Required task: Return the listing verbatim, from its first line through the line containing "[[[50,134],[44,100],[16,102],[5,131],[31,144]]]", with both of those lines included.

==*==

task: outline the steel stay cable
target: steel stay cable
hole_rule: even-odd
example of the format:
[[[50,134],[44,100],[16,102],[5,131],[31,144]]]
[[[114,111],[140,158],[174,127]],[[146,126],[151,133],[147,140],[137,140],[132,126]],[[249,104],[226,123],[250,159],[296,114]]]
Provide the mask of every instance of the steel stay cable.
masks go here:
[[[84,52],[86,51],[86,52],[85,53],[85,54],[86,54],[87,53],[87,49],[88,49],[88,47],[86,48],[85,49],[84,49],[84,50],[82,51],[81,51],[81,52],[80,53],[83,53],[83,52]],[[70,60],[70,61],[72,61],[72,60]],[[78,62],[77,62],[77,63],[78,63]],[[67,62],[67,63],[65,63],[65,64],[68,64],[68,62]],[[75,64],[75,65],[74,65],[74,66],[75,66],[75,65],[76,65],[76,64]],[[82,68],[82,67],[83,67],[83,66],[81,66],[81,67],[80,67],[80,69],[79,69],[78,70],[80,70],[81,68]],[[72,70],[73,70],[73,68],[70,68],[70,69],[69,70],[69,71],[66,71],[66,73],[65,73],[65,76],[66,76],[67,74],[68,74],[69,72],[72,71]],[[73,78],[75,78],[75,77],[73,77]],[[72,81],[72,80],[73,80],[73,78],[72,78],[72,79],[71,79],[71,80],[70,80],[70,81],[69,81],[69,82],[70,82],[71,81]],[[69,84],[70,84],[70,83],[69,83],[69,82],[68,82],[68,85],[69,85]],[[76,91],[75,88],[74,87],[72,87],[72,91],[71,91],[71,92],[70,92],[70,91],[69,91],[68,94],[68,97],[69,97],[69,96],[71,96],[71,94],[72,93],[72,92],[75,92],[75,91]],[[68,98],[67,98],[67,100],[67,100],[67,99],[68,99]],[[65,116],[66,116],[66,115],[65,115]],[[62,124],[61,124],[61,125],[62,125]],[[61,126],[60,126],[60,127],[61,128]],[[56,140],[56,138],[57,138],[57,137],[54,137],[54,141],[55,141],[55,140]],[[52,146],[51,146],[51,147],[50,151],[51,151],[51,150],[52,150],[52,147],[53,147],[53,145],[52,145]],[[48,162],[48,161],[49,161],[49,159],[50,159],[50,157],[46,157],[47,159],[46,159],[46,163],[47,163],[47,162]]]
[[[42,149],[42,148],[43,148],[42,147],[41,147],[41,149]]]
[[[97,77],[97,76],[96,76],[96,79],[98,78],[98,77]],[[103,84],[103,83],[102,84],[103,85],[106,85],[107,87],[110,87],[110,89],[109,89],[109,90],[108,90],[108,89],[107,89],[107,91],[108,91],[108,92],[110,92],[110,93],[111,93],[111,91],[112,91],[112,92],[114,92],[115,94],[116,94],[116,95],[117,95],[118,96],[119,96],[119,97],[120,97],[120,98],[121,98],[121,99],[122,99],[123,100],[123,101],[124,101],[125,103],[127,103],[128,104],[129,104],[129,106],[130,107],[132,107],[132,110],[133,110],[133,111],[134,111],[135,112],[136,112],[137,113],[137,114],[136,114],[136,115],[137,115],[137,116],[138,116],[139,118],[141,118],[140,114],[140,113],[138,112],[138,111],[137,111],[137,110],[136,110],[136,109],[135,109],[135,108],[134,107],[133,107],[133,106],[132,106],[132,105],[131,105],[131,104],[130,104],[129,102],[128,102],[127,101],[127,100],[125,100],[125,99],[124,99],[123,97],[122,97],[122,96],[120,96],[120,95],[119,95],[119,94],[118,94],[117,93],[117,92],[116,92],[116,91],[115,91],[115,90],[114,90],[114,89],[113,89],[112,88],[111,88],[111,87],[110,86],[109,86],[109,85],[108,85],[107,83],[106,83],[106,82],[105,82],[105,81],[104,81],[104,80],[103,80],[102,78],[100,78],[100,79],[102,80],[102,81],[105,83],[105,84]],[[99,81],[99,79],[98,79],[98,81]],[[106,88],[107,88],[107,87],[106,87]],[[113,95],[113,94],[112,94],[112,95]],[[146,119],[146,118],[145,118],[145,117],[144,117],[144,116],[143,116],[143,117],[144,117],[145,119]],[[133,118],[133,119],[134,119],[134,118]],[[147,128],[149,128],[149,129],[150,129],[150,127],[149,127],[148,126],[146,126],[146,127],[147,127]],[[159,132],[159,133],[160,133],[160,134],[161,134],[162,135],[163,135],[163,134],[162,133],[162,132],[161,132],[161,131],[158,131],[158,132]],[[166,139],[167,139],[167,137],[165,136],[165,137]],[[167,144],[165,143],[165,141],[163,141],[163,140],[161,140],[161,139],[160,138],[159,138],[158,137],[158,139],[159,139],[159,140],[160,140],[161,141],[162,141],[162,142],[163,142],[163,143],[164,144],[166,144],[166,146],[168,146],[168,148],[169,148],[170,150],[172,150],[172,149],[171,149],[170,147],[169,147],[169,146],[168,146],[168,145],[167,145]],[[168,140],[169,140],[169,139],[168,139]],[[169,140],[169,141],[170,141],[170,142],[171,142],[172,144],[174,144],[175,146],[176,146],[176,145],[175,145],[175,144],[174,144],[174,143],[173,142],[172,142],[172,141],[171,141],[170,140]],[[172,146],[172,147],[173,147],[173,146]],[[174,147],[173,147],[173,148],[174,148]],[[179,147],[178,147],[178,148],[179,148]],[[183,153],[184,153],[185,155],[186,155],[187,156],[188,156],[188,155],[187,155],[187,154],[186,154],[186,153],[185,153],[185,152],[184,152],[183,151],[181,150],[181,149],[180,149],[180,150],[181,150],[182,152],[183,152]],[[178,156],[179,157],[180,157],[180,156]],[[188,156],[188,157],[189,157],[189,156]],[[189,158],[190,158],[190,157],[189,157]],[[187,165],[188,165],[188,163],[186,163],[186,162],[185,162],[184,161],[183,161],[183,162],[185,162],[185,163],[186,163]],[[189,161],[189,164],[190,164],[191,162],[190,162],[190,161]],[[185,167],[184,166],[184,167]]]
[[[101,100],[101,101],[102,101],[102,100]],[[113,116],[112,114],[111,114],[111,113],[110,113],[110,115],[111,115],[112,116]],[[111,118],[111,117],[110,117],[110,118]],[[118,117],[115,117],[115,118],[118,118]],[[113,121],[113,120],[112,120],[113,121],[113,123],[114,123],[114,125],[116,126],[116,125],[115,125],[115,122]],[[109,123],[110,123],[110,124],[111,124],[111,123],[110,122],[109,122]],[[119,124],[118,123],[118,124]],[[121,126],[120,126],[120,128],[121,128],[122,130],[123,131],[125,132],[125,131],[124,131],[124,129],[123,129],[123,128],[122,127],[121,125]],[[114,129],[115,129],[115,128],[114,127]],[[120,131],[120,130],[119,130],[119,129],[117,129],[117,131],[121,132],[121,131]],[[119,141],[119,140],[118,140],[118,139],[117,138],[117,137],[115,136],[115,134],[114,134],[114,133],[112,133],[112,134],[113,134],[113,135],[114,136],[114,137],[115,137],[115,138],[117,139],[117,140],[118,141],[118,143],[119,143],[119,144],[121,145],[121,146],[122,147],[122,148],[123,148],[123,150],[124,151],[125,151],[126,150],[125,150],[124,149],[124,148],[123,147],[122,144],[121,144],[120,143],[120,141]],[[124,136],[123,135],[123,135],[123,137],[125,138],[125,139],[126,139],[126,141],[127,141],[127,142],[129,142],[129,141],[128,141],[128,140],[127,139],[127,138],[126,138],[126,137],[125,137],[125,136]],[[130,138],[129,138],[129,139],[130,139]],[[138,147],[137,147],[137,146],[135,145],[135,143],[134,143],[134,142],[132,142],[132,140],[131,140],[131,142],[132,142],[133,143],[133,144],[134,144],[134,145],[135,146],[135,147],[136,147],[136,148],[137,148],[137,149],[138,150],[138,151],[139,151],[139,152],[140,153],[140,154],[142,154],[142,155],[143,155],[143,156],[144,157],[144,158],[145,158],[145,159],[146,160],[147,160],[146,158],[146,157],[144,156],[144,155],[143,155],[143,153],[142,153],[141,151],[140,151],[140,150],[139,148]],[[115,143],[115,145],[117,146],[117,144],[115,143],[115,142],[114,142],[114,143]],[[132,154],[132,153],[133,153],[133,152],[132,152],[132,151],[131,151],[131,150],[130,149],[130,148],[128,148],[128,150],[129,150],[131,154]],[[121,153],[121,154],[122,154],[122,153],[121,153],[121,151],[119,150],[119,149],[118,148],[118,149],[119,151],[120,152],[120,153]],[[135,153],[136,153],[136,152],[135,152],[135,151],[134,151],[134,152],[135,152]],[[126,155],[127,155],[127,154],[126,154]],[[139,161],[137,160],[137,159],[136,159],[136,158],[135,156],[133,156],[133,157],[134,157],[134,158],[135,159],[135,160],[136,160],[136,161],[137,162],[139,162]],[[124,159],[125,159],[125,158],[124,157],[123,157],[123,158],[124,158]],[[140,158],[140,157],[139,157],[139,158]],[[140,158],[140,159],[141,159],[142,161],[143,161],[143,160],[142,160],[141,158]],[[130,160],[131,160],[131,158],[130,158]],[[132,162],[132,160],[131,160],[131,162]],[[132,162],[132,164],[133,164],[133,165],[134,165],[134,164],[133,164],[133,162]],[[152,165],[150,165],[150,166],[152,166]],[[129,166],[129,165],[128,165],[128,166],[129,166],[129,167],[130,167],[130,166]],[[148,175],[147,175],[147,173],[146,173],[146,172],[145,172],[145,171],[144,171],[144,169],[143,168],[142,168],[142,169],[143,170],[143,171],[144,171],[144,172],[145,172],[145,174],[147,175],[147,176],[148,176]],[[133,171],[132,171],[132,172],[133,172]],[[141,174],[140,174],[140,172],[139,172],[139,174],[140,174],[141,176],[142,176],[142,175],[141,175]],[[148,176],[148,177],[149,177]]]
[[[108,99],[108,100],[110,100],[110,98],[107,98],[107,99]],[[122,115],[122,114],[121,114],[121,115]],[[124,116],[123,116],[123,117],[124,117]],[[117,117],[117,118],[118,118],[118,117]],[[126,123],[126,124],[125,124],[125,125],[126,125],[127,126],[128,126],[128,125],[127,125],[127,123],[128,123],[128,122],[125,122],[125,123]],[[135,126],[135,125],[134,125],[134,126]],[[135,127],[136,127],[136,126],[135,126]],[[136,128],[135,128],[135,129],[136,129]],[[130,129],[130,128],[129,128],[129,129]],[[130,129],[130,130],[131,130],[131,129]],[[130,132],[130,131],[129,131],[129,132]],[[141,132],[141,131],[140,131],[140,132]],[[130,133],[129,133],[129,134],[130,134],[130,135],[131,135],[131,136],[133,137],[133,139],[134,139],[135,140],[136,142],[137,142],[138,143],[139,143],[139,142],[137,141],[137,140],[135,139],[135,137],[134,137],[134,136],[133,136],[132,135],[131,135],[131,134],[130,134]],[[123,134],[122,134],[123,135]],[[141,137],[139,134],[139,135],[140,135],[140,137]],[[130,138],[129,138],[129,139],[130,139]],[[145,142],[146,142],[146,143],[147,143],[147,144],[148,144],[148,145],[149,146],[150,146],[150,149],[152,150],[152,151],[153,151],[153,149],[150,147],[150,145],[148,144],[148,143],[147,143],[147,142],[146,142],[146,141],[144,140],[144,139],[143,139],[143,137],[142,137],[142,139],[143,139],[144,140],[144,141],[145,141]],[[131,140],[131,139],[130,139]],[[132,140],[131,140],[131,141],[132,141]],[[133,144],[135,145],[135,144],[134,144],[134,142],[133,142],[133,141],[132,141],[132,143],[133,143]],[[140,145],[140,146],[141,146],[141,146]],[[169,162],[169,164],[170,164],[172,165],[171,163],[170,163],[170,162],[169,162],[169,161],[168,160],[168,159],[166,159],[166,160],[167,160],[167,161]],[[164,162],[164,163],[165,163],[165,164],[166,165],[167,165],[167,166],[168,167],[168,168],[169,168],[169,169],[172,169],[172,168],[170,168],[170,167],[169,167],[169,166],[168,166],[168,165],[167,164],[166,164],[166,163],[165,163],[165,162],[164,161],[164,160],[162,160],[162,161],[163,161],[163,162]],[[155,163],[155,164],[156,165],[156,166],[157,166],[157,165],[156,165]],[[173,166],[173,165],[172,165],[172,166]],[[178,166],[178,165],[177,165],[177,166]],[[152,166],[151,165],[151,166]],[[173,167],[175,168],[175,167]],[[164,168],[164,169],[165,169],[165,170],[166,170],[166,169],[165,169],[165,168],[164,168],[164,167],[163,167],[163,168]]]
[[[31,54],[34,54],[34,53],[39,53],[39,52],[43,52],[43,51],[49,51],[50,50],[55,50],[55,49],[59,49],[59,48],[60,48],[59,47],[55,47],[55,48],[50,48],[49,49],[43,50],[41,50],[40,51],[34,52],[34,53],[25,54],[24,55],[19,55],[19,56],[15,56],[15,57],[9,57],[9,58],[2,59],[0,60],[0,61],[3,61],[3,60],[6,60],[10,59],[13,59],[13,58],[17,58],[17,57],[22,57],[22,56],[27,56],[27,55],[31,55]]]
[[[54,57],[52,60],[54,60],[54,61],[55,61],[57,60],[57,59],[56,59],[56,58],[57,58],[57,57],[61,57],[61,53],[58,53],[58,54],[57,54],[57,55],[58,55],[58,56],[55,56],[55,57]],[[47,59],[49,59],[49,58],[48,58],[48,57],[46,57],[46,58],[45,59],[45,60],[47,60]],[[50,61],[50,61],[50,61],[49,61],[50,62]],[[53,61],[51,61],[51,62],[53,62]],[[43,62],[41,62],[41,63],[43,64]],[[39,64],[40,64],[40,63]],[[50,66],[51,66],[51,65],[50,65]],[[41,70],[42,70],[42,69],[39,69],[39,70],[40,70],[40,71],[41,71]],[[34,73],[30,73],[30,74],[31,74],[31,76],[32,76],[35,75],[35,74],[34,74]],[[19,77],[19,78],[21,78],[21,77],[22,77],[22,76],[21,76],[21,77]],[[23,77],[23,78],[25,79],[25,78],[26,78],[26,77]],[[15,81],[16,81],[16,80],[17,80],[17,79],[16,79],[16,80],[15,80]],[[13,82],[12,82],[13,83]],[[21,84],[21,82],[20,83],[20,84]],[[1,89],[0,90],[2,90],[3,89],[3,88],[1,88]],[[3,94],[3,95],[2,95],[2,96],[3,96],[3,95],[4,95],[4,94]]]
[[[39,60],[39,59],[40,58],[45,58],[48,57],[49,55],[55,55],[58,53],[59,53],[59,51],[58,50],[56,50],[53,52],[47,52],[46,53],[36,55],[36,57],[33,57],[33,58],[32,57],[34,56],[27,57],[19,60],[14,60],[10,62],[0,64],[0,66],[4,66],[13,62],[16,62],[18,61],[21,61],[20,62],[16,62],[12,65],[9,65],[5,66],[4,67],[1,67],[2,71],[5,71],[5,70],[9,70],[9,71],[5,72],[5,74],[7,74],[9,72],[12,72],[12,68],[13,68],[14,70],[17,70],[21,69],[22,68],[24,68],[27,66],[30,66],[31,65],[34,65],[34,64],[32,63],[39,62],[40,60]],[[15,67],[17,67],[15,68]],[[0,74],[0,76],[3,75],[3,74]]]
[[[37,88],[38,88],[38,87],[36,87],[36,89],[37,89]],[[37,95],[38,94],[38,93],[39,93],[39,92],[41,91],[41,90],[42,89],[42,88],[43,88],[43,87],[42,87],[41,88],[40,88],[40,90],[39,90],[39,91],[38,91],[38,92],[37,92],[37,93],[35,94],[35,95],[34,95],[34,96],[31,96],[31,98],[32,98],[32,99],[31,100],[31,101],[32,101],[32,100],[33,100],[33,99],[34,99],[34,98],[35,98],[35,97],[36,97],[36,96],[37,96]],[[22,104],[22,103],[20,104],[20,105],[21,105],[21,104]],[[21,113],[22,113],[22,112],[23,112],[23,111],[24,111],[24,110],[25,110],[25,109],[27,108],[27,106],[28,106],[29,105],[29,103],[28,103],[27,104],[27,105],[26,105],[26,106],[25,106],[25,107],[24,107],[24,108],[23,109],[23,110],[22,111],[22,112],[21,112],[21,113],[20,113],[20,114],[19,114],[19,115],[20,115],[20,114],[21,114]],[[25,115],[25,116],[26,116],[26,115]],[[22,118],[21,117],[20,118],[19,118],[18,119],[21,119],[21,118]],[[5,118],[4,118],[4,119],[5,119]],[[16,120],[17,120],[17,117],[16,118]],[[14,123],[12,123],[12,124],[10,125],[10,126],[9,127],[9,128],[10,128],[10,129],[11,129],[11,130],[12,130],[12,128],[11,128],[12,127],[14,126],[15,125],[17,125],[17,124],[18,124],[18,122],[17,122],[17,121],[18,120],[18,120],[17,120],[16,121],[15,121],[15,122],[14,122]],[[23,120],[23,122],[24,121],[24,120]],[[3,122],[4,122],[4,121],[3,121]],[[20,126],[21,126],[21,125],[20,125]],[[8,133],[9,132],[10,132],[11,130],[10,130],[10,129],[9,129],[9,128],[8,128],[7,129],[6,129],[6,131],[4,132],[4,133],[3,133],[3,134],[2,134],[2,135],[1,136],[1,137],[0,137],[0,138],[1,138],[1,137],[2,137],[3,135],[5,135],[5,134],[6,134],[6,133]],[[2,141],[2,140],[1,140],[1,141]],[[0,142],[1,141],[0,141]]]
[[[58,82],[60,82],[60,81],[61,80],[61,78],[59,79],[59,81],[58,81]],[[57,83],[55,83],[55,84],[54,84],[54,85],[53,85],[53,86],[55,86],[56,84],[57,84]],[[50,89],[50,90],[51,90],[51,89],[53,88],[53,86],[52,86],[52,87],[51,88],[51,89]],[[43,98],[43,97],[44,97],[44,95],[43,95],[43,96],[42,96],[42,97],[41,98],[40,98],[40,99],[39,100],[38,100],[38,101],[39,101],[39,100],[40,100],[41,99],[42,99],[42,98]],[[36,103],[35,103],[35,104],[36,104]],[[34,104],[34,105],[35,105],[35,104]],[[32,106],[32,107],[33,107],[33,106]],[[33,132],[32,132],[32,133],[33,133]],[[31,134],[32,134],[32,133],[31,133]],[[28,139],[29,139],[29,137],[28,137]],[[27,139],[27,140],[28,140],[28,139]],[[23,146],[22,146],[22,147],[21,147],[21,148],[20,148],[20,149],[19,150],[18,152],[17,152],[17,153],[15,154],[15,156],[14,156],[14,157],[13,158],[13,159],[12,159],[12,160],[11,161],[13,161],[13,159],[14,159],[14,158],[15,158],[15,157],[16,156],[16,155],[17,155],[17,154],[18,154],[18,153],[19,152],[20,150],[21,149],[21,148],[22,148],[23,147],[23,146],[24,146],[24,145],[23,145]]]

==*==

Reply:
task: outline the steel stay cable
target: steel stay cable
hole_rule: even-odd
example of the format:
[[[50,134],[44,100],[16,102],[5,131],[31,144]]]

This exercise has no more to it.